TEXT SECTION →
CQL improvements in Cassandra 2.1

By Sylvain Lebresne -  February 28, 2014 | 21 Comments

A number of improvements/new features have been added to CQL in the upcoming Cassandra 2.1 release, and this post offers to walk through those improvements.

User Defined Types

The first addition to CQL coming in Cassandra 2.1 is the ability to create User Defined Types (or UDT for short). Let's introduce those through an example: suppose you store user profiles (with name, email, ...) and need, for each user, to store a number of addresses. In Cassandra 2.1, with UDTs, you will be able to do this the following way:

  CREATE TYPE address (
      street text,
      city text,
      zip int
  CREATE TABLE user_profiles (
      login text PRIMARY KEY,
      first_name text,
      last_name text,
      email text,
      addresses map<text, frozen<address>>
  // Inserts a user with a home address
  INSERT INTO user_profiles(login, first_name, last_name, email, addresses)

WHAT IS NEEDED →
Reproduce word for word the passage of the Cassandra 2.1 CQL post above, starting with "The first addition" and going on through "last_name, email, addresses)".

Records from a point annotation dataset:
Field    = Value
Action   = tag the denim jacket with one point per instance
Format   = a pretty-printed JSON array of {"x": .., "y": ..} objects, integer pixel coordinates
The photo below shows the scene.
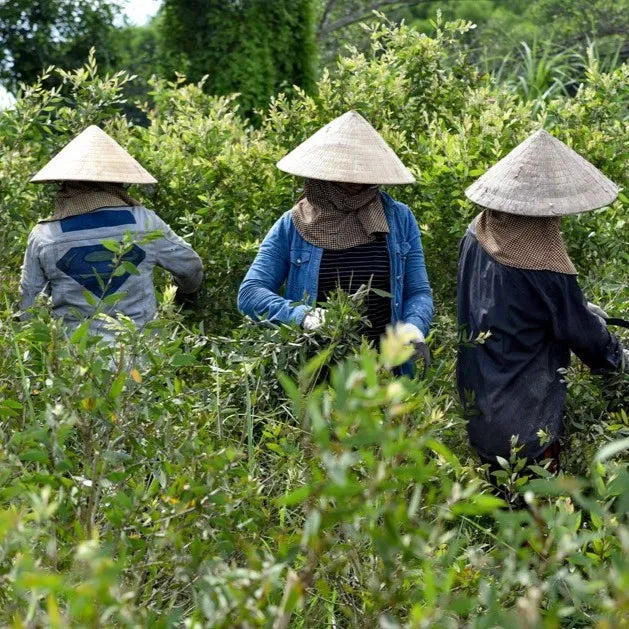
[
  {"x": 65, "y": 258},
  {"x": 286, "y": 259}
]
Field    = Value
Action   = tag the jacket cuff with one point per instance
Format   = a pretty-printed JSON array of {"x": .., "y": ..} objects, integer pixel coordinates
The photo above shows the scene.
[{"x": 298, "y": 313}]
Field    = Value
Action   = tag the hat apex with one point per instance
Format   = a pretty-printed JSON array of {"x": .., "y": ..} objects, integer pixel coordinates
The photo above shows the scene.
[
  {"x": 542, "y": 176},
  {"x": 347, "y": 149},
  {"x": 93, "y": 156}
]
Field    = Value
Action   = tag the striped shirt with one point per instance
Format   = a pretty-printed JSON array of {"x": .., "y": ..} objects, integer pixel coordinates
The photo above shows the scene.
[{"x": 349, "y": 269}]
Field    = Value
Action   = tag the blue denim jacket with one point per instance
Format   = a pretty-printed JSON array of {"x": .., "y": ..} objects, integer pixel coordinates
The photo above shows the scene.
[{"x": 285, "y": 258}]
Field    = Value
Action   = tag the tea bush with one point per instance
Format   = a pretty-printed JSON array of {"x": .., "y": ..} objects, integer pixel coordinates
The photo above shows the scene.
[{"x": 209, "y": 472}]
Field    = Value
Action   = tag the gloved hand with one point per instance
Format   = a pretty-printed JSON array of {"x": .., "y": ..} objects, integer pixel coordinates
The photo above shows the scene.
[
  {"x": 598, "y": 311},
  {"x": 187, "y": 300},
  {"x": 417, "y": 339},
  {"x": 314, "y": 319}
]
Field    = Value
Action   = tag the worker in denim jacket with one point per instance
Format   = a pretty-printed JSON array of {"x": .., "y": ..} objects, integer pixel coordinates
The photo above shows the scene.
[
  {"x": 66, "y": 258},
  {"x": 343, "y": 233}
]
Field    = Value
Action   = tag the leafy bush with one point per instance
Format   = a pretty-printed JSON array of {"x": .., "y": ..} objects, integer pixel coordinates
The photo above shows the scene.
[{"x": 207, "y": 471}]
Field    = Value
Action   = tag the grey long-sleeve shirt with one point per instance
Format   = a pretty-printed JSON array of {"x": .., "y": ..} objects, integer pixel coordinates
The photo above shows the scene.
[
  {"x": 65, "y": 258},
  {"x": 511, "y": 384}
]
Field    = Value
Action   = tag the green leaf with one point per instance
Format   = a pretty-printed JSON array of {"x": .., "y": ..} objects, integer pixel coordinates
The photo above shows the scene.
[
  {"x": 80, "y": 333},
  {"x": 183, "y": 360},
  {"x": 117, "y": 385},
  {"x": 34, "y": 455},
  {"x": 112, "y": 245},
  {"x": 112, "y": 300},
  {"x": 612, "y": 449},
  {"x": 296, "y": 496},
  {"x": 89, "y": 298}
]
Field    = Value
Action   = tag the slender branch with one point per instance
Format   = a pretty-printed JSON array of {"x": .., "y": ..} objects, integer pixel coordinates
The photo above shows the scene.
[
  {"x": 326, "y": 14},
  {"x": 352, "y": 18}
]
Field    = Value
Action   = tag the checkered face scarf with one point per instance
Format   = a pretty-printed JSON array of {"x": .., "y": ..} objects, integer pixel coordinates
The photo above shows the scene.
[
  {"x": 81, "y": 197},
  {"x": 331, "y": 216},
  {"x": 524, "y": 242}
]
* * *
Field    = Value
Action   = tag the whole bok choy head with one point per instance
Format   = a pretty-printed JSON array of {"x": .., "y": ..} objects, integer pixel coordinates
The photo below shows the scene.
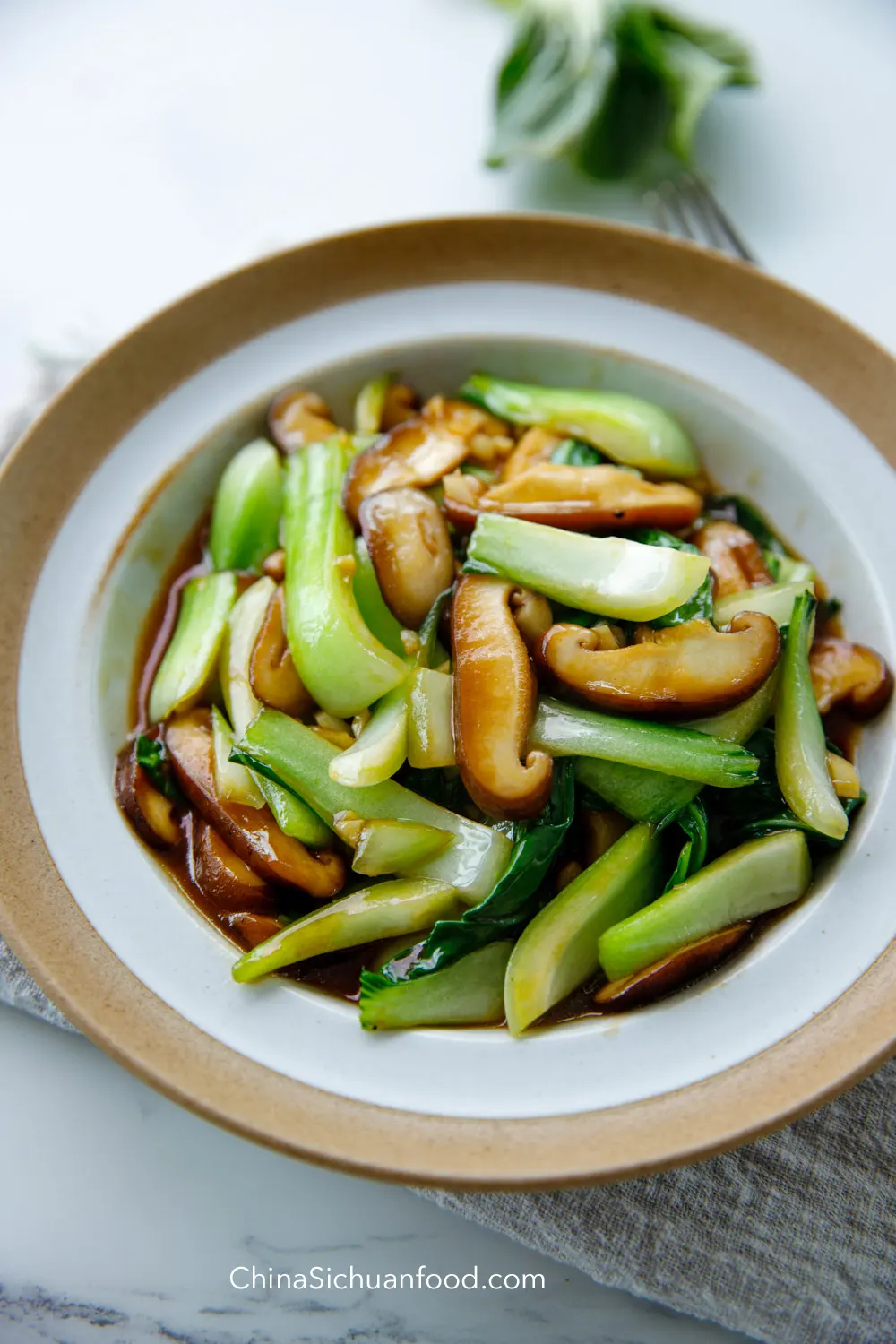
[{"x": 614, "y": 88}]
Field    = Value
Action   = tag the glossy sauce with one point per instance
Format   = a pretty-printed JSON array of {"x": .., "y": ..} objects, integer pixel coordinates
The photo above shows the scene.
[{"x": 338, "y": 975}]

REPLY →
The first addition to CQL coming in Cassandra 2.1 is the ability to create User Defined Types (or UDT for short). Let's introduce those through an example: suppose you store user profiles (with name, email, ...) and need, for each user, to store a number of addresses. In Cassandra 2.1, with UDTs, you will be able to do this the following way:

  CREATE TYPE address (
      street text,
      city text,
      zip int
  CREATE TABLE user_profiles (
      login text PRIMARY KEY,
      first_name text,
      last_name text,
      email text,
      addresses map<text, frozen<address>>
  // Inserts a user with a home address
  INSERT INTO user_profiles(login, first_name, last_name, email, addresses)